What the task asks: When you copy the records, keep every word exact and leave the pictures out.

Data records:

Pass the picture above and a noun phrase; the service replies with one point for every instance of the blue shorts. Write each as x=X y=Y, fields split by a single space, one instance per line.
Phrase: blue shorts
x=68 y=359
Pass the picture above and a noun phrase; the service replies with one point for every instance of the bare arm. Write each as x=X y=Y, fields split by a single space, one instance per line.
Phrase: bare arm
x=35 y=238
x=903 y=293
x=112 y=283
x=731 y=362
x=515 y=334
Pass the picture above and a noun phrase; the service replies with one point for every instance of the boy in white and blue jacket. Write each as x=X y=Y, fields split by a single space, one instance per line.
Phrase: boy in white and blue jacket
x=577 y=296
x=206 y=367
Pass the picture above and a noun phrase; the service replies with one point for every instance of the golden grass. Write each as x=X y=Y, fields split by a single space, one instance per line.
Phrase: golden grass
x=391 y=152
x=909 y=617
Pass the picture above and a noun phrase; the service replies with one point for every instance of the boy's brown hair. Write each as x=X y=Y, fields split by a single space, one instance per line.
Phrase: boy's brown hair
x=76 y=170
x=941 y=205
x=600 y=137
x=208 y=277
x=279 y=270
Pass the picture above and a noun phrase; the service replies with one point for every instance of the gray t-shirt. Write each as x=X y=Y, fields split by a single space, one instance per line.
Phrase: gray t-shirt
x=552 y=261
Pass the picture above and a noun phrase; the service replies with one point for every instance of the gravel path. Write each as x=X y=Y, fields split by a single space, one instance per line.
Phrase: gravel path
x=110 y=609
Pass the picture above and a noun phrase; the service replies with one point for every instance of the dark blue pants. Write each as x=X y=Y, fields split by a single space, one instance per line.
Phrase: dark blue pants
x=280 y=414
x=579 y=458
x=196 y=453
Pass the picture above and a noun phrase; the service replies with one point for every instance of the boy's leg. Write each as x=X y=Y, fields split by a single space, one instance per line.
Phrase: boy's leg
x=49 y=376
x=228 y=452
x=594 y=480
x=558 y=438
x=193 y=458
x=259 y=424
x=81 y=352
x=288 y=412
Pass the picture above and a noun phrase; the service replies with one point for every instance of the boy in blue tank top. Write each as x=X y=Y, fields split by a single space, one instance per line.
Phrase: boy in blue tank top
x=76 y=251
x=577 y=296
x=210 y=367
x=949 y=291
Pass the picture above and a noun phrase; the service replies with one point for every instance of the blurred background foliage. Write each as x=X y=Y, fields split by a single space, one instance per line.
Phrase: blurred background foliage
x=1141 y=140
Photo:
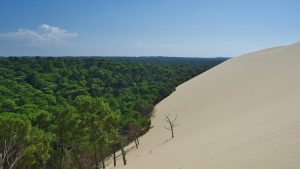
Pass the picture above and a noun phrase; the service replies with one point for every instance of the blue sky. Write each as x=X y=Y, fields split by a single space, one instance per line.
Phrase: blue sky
x=193 y=28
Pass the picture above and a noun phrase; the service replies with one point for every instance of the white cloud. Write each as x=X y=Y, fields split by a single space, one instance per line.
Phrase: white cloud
x=43 y=34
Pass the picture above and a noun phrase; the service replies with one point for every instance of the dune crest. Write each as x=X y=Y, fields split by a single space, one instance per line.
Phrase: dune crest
x=242 y=114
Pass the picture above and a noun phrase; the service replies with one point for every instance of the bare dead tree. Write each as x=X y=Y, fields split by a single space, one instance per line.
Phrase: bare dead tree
x=171 y=124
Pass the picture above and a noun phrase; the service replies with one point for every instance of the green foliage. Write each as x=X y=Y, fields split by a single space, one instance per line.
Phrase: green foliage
x=72 y=112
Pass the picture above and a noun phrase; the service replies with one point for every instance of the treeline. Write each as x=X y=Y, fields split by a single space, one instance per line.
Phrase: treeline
x=74 y=112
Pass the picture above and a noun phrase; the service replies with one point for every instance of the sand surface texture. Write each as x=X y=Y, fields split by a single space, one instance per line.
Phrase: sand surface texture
x=242 y=114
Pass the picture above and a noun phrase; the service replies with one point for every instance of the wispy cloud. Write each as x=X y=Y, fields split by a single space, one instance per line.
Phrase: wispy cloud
x=43 y=34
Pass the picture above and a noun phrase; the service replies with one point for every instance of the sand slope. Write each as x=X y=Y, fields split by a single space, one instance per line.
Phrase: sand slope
x=242 y=114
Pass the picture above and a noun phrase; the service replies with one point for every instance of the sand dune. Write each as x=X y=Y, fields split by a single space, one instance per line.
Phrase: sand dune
x=242 y=114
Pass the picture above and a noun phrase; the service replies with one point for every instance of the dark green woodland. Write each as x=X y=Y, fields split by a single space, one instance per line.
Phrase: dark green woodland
x=76 y=112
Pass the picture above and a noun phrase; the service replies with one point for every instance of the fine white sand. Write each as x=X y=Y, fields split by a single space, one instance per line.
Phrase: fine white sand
x=242 y=114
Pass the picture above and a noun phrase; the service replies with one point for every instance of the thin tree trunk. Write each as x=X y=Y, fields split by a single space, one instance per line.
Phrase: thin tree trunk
x=62 y=153
x=114 y=154
x=123 y=155
x=102 y=157
x=96 y=156
x=136 y=144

Your solution:
Pass the picture above and a noun phrase; the service replies with one point for every instance of the blue shorts. Write each as x=X y=Y, fields split by a single space, one instance per line.
Phrase: blue shorts
x=68 y=359
Pass the picture above and a noun phrase; the service replies with one point for every instance of the bare arm. Write each as x=X y=Y, fields split by a single space, one instance per line.
Phrase: bare arm
x=35 y=238
x=903 y=293
x=112 y=283
x=731 y=362
x=515 y=334
Pass the picture above and a noun phrase; the service replies with one point for every instance of the boy in white and blue jacket. Write each as x=X y=Y, fields split by a single space, one instance per line.
Phrase: boy in white and blue jacket
x=577 y=296
x=206 y=367
Pass the picture above and a noun phrase; the service replies with one point for every instance of the golden grass. Write each as x=X y=Y, fields split by a single space, one instance per line.
Phrase: golden grass
x=391 y=152
x=909 y=617
Pass the picture above and a noun phrase; the service replies with one point for every instance of the boy's brown hair. Write each as x=X y=Y, fields split by a single space, one instance per line.
Phrase: boy's brown hair
x=76 y=170
x=941 y=205
x=600 y=137
x=208 y=277
x=279 y=270
Pass the picture above and a noun phrase; the service replies with one point for every instance of the gray t-shirt. Write each as x=X y=Y, fields split by a single space, one instance per line.
Phrase: gray t-shirt
x=552 y=261
Pass the picture above and a noun phrase; the service replies with one point for every instance of the gravel path. Write each as x=X y=Y, fields split by a single space, one instance per line.
Phrase: gravel path
x=110 y=609
Pass the picture above and a noun phrase; the service replies with one point for every instance of the dark blue pants. Write each as x=X y=Y, fields split by a single space, one instance per line.
Phrase: dark blue pants
x=280 y=414
x=579 y=458
x=196 y=453
Pass the picture above and a noun phrase; the service replies with one point for every instance of the boy's leg. Write each as x=X y=Y, fields split by a single space, one instance per line.
Phrase: boy's leg
x=49 y=376
x=228 y=452
x=594 y=480
x=558 y=438
x=193 y=458
x=259 y=424
x=81 y=352
x=288 y=412
Pass the picture above and a noun phrase; the service replies with one point for every instance of the boy in blue tank top. Write each as x=X y=Y, fields split by a single space, one instance per line.
Phrase: boy in blue tank top
x=76 y=251
x=577 y=296
x=210 y=367
x=949 y=291
Pass the picture above and a noun phrase; the service replies with one point for every instance of the blurred background foliage. Write each as x=X y=Y, fields split by a single space, one instance per line.
Phrase: blurred background foliage
x=1141 y=140
Photo:
Pass the picture above and a noun phrase; the service replies with one point for every instance of the blue sky. Write each as x=X y=Y, fields split by a single space, one instance per line.
Phrase: blue sky
x=193 y=28
Pass the picture above and a noun phrase; the service replies with one point for every instance of the white cloud. Write each as x=X y=Y, fields split by a single space, one instance per line.
Phrase: white cloud
x=43 y=34
Pass the picture above and a noun phrase; the service replies with one point for every instance of the dune crest. Write each as x=X y=Y, fields split by a single space, one instance per line.
Phrase: dune crest
x=242 y=114
Pass the picture above and a noun phrase; the service replies with one point for every instance of the bare dead tree. Write each as x=X y=Y, fields split by a single space, one instance per line.
Phrase: bare dead tree
x=171 y=124
Pass the picture above and a noun phrase; the service replies with one point for every instance of the green foliage. Write each as x=X y=Y, fields split by a single space, one instance per line.
Phrase: green foliage
x=72 y=112
Pass the picture above and a noun phrase; the service replies with one point for every instance of the treeline. Write each as x=X y=Y, fields split by a single space, one instance per line.
Phrase: treeline
x=74 y=112
Pass the picture above and a noun phrase; the service replies with one point for every instance of the sand surface texture. Write each as x=X y=Y, fields split by a single space, one instance per line.
Phrase: sand surface texture
x=242 y=114
Pass the picture above and a noun phrase; the service replies with one point for every instance of the wispy cloud. Write each as x=X y=Y, fields split by a single space, one instance per line.
Phrase: wispy cloud
x=43 y=34
Pass the picture above and a noun phrase; the service replies with one point for every instance of the sand slope. Write each as x=X y=Y, fields split by a single space, one instance per line.
Phrase: sand slope
x=242 y=114
Pass the picture above and a noun phrase; the service replies with one point for every instance of the sand dune. Write each as x=X y=Y, fields split by a single space, one instance per line.
Phrase: sand dune
x=242 y=114
Pass the picture above and a noun phrase; the service replies with one point for every instance of the dark green woodland. Write each as x=X y=Y, fields split by a single space, one instance per line.
Phrase: dark green woodland
x=76 y=112
Pass the picture above and a noun phrase; the service replies with one point for every instance of the fine white sand. Write each as x=X y=Y, fields split by a single space, one instance per line.
Phrase: fine white sand
x=242 y=114
Pass the picture above and a noun phrase; the service replies with one point for every instance of the thin tree trunk. Write each as x=X y=Y, fields split by a single space, one instance per line.
Phrase: thin tree trunk
x=62 y=153
x=114 y=154
x=123 y=155
x=102 y=157
x=96 y=156
x=136 y=144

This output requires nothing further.